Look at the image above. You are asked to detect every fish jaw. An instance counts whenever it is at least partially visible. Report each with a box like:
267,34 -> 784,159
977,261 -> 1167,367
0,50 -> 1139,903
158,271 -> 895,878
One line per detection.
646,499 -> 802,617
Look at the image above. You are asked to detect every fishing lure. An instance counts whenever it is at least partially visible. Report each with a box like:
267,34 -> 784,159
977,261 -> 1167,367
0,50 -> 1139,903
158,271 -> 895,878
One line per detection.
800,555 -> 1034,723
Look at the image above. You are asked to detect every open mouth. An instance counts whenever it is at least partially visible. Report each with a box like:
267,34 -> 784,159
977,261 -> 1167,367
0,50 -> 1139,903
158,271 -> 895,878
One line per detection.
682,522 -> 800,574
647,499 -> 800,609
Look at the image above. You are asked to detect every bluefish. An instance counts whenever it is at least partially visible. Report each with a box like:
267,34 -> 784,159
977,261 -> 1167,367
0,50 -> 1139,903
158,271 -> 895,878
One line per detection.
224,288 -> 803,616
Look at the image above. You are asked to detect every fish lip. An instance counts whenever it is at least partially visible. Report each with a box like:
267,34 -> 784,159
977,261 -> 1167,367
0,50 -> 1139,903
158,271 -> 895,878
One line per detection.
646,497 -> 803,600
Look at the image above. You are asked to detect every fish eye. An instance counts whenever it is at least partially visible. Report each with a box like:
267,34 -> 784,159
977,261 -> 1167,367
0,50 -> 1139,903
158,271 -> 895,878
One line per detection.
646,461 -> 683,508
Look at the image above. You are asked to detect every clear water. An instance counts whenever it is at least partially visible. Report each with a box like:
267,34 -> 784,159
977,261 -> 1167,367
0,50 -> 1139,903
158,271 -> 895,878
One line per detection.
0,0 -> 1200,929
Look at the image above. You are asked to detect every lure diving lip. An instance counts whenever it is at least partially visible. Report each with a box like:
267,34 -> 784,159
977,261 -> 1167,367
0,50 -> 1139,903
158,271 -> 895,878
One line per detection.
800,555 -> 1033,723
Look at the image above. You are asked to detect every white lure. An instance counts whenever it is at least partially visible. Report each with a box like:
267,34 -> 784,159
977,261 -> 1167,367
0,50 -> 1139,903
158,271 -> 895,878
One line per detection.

## What the exercise asks:
Print all of the records above line for line, changing nothing.

## Written response:
Look at the image above. You are asked to detect every fish jaw. An instance counts whenever it is at least partially visible. Report each with a box like:
267,34 -> 784,159
977,261 -> 1167,367
0,50 -> 1139,903
158,271 -> 895,878
One line per detection.
646,499 -> 802,617
Look at the image above. You are asked to detect every fishing lure. An instance counts whenever it is at least partially visible. Report each with a box like:
267,34 -> 784,159
977,261 -> 1167,367
0,50 -> 1139,903
158,271 -> 895,878
One line per detection.
800,555 -> 1034,723
Look at the image above. You are asked to detect every open mouth. An instance counts whenever it is at least partially visible. Report each with a box like:
267,34 -> 784,159
977,261 -> 1167,367
0,50 -> 1139,903
158,271 -> 895,878
One line per detection.
682,522 -> 800,574
647,499 -> 800,609
Look at the image above. You are asked to detect every bluefish. An instance counts whenever it is at least partially visible. Report each with a box like:
267,34 -> 784,159
977,261 -> 1167,367
0,50 -> 1139,903
158,271 -> 895,878
One line per detection.
224,288 -> 803,616
Look at the image above. You are asked to detect every fish lip. An instance counts whenever it is at least partially visible. Report each with a box like:
267,34 -> 784,159
977,261 -> 1167,367
0,50 -> 1139,903
158,271 -> 895,878
One line per detection.
646,497 -> 803,600
Look at the image above. You are asked to detect every fish eye. An instance counts whenever it is at least partially visible. Report each with a box like:
267,34 -> 784,159
977,261 -> 1167,367
0,50 -> 1139,903
158,271 -> 895,878
One line per detection.
646,461 -> 683,508
Look at the image above. You are asked to detect every clear water. An instance counts whenever it is at least partially visible. Report each with a box like:
267,34 -> 784,159
977,261 -> 1167,367
0,50 -> 1139,903
158,271 -> 895,878
One line per detection.
0,0 -> 1200,929
Look at the image above. You are asked to detect every lure diving lip. An instance counts whenever it is at least partially visible. Report each with a box like:
267,34 -> 784,159
977,261 -> 1167,367
0,50 -> 1139,903
158,271 -> 895,878
One line per detection.
800,555 -> 1033,723
Look at the image above. You are asked to detect every white lure. An instance counts whenever it is at least partially visible. Report each with a box like:
267,34 -> 784,159
977,261 -> 1167,367
0,50 -> 1139,903
158,271 -> 895,878
One line per detection.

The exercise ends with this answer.